**The problem**
Decide whether each statement agrees with the BBC interview: (a) The BBC keeps bureaus in both Mumbai and Delhi. (b) 'Crimewatch' goes out every week. (c) Half of the cases shown on 'Crimewatch' get solved. Answer each with yes or no and quote the words of the interview that decide it.

**Passage**

- - -

When something big happens, people turn on the TV and start watching. I think despite all the progress happening currently and the consumption trends on BBC.com, there is a new form of writing and nearly everybody has to evolve in response to it. But this does not mean all the other stuff just goes away instantly.
Q. When one curates a lot of stuff, credibility becomes an issue. Don’t you think it is a problem with the new form?
Indeed, when you have got so much stuff out there, how do you navigate it, how do you know what’s true or not true? Thus, it’s all about credibility, all about trust, accuracy, which are the key pillars of BBC.
It’s interesting even with Twitter, as Twitter will tell you that they see their traffic spike when the BBC confirms a story that’s already been posted on Twitter. That’s why the BBC is the most shared news item on Twitter and once the BBC has established that a story is true, it has an enormous amount of punch.
Q. You believe that TV news is going to be there. But most of the channels in India are doing studio-based TV in the primetime. In that scenario, would a person interested in news not switch to digital?
Perhaps the answer lies in not switching to digital. Switch to the BBC if you think you are not getting the news that you want.
Q. But BBC content in India is only international feed. You can’t cover all the stories…
Part of the reason for my coming here with increased regularity is to increase focus on India and not just stories about India.
Of all the voices and stories that we have been hearing, there aren’t enough voices from India. I am talking about stories we do as magazine programmes. We have a strong strategic idea about what we want to achieve and to get all of that onto the screens.
Q. You can invest in newsgathering because BBC is state funded. But private broadcasters don’t have that kind of backing here.
I think it’s a tough climate wherever you are, whether you are in a commercial climate or a BBC sort of model. They had a freeze on licence fee for a number of years, and with the spiralling cost of everything, that in itself has been a tightening of the financial belt.
The BBC, like everybody else, is in a tough economic climate, but newsgathering is the critical part of the equation and that’s why we have the largest number of correspondents all around the world.
Q. How big is your staff strength here?
We have two bureaus—one in Mumbai and one in Delhi, with correspondents who serve all of the outlets of the BBC. It’s a large team. Everywhere around the world, there are these bureaus. They give us a basis to put these stories to context and have that analysis very quickly.
For example, there was an attack on a Tunisian museum last week, and within 15 minutes, we were talking to our correspondent on the ground in Tunisia.
Q. You are also a presenter of ‘Crimewatch’. How different is it compared to other crime shows?
It’s totally different. It’s a show that’s been around in the UK for 30 years and is almost the DNA of the country. If you ask anyone on the streets about ‘Crimewatch’, they will know what you are talking about. They have an affinity for it because it’s a programme that tries to solve the toughest of crimes. The only crimes that make it to the programme are the unsolved ones.
Q. So how does it work?
It’s a monthly show. We have a live audience of detectives from all of those cases and we make very emotive films. We reconstruct and tell the audience about the crimes mostly from the perspective of the victim or their family.
I go out and make the films with the team. The films are then broadcast and the police take the audience through the case and tell them what the bits they need help with are.
It has an extraordinary success rate. One in every three cases that come onto the show gets solved.
Q. Are you looking at taking this format to other countries?
It’s a format created by the BBC. I think there is a version of it in Germany and Holland, but not other places elsewhere. I think it is unbelievably effective.
The ethos of ‘Crimewatch’ is integrity. Everybody who works on the programme understands it and works towards getting the details absolutely right. They do not do anything the police are uncomfortable with.
It’s a real collaboration. In news, sometimes there can be a friction between those elements, but on this show, we try to get to the same place.

- - -

**Supplied material**
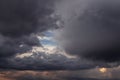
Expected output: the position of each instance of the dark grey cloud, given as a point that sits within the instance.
(21, 21)
(42, 62)
(91, 29)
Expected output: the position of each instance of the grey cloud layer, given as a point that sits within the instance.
(20, 21)
(91, 29)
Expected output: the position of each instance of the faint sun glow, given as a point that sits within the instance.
(103, 70)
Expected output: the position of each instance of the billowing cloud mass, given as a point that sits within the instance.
(21, 21)
(91, 29)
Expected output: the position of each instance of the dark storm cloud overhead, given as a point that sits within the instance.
(20, 21)
(43, 62)
(23, 17)
(92, 29)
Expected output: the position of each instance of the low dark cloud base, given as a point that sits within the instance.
(93, 32)
(20, 21)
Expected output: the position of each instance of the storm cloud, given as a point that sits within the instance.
(91, 29)
(20, 23)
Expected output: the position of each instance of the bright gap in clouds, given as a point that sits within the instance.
(49, 46)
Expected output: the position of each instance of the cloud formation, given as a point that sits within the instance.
(91, 29)
(20, 21)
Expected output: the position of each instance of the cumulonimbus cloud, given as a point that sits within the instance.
(20, 21)
(91, 29)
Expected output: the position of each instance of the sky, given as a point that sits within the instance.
(59, 40)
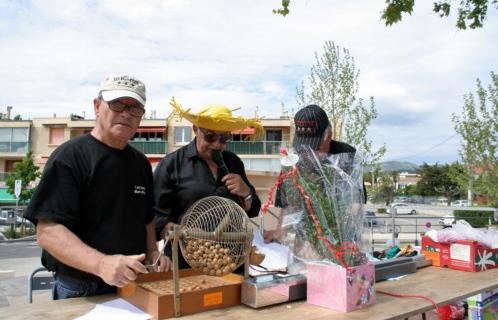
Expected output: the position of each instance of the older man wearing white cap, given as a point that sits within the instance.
(93, 205)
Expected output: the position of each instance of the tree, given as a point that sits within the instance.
(471, 13)
(384, 190)
(477, 126)
(333, 85)
(437, 180)
(27, 172)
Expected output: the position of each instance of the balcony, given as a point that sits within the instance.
(14, 147)
(150, 147)
(4, 176)
(255, 147)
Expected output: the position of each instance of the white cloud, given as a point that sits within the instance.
(55, 53)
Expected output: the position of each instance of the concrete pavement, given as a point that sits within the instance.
(18, 260)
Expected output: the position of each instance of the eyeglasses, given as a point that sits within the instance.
(133, 109)
(210, 136)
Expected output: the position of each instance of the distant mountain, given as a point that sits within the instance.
(400, 166)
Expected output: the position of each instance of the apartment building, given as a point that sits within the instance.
(155, 138)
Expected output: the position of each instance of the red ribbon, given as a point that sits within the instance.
(337, 251)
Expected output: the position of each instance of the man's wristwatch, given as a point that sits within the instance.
(248, 197)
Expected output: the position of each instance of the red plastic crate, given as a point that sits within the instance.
(462, 255)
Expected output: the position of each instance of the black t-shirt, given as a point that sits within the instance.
(182, 178)
(103, 195)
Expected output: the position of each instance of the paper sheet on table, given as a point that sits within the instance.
(115, 309)
(276, 255)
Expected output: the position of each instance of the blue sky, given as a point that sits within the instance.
(55, 53)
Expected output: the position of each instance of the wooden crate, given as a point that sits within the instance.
(224, 292)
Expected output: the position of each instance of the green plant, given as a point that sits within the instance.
(11, 232)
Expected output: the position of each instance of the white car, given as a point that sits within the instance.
(447, 221)
(460, 203)
(401, 208)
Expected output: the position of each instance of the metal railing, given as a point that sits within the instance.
(5, 175)
(410, 228)
(150, 147)
(255, 147)
(14, 147)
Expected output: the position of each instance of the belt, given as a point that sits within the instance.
(68, 278)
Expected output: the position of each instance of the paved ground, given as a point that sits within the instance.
(21, 258)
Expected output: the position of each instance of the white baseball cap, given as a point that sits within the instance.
(119, 86)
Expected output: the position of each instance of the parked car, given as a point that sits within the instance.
(401, 208)
(4, 214)
(447, 221)
(370, 219)
(460, 203)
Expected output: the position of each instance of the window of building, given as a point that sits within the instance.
(20, 134)
(56, 136)
(183, 135)
(5, 134)
(149, 136)
(273, 135)
(14, 140)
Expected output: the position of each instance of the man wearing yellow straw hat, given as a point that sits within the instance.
(203, 168)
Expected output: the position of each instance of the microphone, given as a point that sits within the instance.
(218, 159)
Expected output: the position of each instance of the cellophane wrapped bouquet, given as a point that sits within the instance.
(322, 200)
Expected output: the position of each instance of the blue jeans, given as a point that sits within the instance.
(65, 287)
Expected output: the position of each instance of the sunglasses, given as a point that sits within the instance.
(134, 110)
(210, 136)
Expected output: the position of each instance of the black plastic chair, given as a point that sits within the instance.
(45, 282)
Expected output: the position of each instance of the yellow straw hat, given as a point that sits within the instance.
(218, 118)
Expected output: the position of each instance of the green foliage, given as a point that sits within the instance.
(284, 10)
(394, 9)
(477, 219)
(383, 191)
(333, 85)
(471, 13)
(27, 171)
(437, 180)
(477, 126)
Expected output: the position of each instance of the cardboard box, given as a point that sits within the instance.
(343, 289)
(462, 255)
(483, 306)
(162, 306)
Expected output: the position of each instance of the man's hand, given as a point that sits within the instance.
(157, 262)
(119, 270)
(236, 185)
(164, 231)
(272, 235)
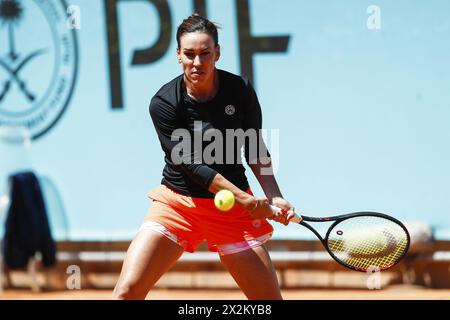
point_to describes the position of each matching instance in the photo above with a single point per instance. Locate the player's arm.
(166, 123)
(263, 171)
(259, 159)
(258, 207)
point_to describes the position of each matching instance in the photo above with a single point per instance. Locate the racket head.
(367, 241)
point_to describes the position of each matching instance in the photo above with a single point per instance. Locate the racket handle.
(296, 218)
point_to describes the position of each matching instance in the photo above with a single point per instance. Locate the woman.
(204, 99)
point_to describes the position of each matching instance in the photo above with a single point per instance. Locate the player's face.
(198, 55)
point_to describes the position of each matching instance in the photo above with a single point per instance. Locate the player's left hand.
(287, 211)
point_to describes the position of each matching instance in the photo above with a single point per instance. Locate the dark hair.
(195, 23)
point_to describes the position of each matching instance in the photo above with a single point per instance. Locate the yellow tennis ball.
(224, 200)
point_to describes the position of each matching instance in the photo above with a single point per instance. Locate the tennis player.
(183, 214)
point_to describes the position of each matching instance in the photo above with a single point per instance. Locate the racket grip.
(296, 218)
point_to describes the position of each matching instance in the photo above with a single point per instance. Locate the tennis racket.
(361, 241)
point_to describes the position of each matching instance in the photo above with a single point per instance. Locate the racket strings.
(368, 242)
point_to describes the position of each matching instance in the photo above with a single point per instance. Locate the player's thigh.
(149, 256)
(254, 273)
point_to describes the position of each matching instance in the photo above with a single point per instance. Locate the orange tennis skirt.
(189, 221)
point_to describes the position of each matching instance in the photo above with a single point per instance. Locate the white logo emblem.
(230, 109)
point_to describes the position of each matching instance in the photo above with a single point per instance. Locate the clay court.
(392, 293)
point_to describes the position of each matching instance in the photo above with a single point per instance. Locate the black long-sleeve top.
(191, 170)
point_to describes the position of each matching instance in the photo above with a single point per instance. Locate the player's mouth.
(197, 74)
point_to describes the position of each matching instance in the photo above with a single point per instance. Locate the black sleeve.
(253, 120)
(166, 121)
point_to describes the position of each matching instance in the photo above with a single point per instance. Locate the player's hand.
(285, 214)
(260, 208)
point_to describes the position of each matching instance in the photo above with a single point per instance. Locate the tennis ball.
(224, 200)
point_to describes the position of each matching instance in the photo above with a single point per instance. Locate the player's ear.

- - -

**Solved problem**
(a) Yes: "We have two bureaus—one in Mumbai and one in Delhi"
(b) No: "It’s a monthly show."
(c) No: "One in every three cases that come onto the show gets solved."